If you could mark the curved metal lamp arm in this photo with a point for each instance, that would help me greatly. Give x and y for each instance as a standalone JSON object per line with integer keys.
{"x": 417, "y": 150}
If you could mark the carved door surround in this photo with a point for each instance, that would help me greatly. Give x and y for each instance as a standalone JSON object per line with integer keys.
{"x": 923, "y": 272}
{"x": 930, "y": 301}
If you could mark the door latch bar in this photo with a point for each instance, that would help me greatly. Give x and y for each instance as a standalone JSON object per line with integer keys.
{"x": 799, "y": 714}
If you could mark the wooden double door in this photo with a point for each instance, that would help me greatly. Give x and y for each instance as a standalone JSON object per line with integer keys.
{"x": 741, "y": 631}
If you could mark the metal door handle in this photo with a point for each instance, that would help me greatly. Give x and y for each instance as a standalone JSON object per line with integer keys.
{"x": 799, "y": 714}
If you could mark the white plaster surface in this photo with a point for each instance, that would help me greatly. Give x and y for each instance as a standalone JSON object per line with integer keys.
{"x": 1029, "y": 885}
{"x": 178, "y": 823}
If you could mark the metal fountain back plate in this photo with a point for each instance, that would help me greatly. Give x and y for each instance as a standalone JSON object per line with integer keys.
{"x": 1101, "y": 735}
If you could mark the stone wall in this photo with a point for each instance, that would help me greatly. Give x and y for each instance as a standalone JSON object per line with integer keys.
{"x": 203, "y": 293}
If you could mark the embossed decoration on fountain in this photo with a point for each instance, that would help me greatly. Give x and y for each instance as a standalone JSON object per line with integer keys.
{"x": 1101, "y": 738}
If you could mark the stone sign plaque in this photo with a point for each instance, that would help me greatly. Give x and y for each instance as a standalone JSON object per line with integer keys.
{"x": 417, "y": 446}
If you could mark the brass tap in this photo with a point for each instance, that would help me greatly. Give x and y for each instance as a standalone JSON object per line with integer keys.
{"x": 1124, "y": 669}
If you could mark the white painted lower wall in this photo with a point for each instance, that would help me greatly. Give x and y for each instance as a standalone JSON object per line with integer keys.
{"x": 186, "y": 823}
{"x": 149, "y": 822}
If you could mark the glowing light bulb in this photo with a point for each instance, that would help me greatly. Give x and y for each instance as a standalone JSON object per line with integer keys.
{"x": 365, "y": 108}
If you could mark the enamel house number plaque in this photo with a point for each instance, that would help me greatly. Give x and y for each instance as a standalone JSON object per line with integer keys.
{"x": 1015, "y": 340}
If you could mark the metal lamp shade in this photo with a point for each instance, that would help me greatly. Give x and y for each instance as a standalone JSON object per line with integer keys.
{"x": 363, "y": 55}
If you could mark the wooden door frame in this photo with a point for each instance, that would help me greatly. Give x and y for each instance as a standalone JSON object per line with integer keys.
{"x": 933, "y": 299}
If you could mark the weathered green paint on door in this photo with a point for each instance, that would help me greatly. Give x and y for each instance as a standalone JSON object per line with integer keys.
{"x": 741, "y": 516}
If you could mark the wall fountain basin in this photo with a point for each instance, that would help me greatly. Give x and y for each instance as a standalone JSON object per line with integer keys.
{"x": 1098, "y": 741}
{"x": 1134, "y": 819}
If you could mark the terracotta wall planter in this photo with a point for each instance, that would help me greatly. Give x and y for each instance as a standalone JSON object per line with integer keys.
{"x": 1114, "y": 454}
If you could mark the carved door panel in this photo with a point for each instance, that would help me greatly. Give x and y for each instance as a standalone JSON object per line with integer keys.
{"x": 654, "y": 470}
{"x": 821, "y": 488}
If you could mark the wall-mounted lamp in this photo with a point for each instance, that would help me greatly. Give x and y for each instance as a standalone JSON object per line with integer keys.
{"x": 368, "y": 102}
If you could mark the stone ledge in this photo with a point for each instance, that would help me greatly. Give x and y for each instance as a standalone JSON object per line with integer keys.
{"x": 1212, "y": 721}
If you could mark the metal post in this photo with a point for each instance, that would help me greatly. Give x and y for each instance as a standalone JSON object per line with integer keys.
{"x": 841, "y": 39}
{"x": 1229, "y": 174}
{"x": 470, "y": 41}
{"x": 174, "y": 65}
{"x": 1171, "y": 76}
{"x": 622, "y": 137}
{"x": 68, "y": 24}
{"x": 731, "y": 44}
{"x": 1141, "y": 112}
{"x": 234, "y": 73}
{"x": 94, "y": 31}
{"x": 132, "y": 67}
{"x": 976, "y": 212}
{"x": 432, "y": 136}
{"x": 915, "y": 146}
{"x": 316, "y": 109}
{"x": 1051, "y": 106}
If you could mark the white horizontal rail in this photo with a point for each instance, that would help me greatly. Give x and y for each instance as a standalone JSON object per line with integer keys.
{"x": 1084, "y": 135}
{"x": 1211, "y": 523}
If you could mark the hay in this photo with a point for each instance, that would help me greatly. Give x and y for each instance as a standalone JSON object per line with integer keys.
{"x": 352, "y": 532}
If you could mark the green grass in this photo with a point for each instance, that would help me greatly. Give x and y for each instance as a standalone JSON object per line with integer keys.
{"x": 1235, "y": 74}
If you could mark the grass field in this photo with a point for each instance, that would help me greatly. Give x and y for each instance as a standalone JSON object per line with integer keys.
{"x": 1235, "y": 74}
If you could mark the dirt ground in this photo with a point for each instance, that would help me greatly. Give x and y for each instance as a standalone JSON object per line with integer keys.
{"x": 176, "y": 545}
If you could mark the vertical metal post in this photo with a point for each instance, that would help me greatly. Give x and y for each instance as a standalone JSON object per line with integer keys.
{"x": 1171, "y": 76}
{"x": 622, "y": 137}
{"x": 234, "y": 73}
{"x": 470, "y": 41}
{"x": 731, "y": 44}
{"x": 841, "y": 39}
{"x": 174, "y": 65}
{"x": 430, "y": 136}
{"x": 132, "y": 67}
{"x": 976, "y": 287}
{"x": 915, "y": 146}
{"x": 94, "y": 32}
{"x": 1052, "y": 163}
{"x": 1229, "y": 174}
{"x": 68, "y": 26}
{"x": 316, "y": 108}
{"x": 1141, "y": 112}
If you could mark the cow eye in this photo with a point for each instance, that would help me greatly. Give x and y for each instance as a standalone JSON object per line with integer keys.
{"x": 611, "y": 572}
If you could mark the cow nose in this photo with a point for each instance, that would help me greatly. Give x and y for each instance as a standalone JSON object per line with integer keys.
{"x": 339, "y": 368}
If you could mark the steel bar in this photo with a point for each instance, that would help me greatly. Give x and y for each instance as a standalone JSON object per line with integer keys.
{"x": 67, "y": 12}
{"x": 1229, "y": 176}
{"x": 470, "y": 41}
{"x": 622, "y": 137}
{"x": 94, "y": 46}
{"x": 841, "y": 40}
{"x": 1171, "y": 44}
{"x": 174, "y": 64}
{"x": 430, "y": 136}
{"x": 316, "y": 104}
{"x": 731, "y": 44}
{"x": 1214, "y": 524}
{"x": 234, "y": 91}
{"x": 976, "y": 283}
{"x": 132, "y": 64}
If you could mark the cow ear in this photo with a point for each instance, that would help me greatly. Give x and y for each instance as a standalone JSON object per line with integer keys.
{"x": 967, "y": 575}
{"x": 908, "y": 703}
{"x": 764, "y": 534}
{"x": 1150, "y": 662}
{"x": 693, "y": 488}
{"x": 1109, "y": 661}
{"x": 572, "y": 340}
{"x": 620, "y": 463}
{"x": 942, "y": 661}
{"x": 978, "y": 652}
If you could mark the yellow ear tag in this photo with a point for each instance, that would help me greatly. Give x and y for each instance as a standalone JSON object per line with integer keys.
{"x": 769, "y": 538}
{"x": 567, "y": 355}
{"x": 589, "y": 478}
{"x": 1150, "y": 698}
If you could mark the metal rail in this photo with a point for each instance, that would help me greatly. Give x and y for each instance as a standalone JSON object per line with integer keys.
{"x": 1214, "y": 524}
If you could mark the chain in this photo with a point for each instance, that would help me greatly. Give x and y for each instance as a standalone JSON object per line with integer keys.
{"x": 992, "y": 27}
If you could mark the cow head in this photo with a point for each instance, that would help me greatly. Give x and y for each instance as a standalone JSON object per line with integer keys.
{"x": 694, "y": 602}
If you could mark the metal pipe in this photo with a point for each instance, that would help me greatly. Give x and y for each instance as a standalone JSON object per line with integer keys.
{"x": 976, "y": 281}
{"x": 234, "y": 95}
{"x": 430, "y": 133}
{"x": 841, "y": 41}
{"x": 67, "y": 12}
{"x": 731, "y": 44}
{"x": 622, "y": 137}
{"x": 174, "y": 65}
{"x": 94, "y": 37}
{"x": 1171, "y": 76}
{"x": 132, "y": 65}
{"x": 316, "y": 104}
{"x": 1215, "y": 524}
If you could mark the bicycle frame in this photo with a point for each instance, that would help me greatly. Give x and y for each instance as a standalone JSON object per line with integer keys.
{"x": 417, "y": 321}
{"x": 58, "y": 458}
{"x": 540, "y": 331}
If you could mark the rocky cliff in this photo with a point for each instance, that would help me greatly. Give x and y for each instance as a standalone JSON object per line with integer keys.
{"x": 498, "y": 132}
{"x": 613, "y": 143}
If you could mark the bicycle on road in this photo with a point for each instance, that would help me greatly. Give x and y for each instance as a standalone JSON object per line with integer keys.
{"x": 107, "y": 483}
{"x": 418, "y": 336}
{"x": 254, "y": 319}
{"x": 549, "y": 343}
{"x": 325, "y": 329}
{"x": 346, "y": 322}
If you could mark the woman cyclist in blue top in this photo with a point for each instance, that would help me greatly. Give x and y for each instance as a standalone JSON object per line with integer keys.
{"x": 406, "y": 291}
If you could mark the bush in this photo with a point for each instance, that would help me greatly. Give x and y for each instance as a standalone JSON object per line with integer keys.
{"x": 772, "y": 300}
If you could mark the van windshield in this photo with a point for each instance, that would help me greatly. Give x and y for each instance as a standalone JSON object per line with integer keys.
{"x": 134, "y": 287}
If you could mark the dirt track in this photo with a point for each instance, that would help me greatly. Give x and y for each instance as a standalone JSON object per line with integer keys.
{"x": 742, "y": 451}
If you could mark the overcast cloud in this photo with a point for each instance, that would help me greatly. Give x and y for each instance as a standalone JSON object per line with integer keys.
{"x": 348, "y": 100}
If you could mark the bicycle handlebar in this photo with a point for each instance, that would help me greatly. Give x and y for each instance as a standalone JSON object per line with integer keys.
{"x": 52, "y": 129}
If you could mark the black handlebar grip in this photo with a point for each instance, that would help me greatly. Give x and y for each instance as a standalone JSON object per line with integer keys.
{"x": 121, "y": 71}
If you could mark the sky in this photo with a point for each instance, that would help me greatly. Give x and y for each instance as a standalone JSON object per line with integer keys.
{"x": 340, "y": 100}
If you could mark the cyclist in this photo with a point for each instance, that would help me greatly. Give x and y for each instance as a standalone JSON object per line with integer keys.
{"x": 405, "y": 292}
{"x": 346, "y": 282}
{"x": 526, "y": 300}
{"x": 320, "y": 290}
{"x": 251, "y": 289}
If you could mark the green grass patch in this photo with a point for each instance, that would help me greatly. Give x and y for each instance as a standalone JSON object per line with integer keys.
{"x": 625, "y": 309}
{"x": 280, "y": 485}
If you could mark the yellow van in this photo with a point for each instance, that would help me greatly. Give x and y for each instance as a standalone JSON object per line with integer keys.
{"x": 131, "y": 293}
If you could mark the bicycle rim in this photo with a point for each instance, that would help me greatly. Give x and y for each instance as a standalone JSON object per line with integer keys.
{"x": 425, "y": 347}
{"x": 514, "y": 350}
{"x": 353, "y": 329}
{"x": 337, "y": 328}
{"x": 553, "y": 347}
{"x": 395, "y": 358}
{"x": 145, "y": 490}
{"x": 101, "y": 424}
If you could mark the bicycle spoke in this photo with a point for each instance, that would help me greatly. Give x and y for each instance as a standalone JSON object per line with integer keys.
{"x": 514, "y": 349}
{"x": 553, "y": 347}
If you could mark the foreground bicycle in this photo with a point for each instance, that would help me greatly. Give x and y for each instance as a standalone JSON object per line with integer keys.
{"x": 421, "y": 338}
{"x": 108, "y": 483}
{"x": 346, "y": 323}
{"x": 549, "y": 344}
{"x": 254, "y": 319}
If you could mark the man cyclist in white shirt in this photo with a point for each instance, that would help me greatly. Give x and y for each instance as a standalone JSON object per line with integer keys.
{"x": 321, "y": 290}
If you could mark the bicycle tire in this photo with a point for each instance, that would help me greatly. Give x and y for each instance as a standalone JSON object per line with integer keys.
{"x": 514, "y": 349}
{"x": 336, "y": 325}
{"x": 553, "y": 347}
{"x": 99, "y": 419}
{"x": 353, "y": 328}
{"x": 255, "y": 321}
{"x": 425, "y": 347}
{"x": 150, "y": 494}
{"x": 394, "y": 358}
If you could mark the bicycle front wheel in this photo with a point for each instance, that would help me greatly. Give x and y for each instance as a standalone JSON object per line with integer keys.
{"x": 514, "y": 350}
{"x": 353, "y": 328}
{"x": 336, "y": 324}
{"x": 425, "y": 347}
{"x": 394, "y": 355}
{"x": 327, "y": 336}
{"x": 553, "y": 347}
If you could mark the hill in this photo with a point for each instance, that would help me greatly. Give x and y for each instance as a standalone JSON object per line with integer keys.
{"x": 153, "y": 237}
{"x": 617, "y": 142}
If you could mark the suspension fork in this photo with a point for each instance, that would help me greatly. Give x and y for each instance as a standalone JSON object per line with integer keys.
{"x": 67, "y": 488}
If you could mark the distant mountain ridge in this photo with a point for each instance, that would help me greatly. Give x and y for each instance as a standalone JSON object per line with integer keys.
────────────────
Return precisely the lines of the records, starting with the line that holds "If you could mark the foreground" and ending with the last one.

*FULL RESPONSE*.
If you could mark the foreground bicycle in this photo with a point for each instance, that would help me greatly. Give x and y for each instance as a standalone JSON object per line with integer keys.
{"x": 421, "y": 338}
{"x": 108, "y": 483}
{"x": 346, "y": 323}
{"x": 549, "y": 344}
{"x": 254, "y": 319}
If you could mark the man cyclist in white shirt in this photo with a point for each instance, that would help me greatly. Give x and y for each instance as a standalone JSON object per line with integer keys.
{"x": 321, "y": 290}
If you could mark the bicycle tire in this photo with a point for each instance, that would help me greatly. Give x and y for each instance as a standalone JSON object per line with integer keys.
{"x": 514, "y": 349}
{"x": 336, "y": 325}
{"x": 553, "y": 347}
{"x": 99, "y": 419}
{"x": 353, "y": 328}
{"x": 255, "y": 321}
{"x": 425, "y": 347}
{"x": 150, "y": 494}
{"x": 394, "y": 358}
If you could mark the bicycle front wheel in this photo with a point for each instance, that would help me greatly. Give x and y for each instance as a standalone JSON object per line with integer keys.
{"x": 514, "y": 350}
{"x": 353, "y": 328}
{"x": 336, "y": 324}
{"x": 425, "y": 347}
{"x": 394, "y": 355}
{"x": 327, "y": 336}
{"x": 553, "y": 347}
If you could mark the hill in this photo with a point for each instance, that would help me greatly. Give x and y for each instance as a standalone JSON object per line with integer keys.
{"x": 153, "y": 237}
{"x": 617, "y": 142}
If you could mark the suspension fork in this photo with a point for each instance, that would help me greatly. Give x and y for each instance as a standalone JSON object per line with integer keys.
{"x": 67, "y": 488}
If you could mark the distant mountain ridge in this photo with a point for each instance, that would help me greatly. Give x and y for each instance as a standalone JSON object per line with integer keys.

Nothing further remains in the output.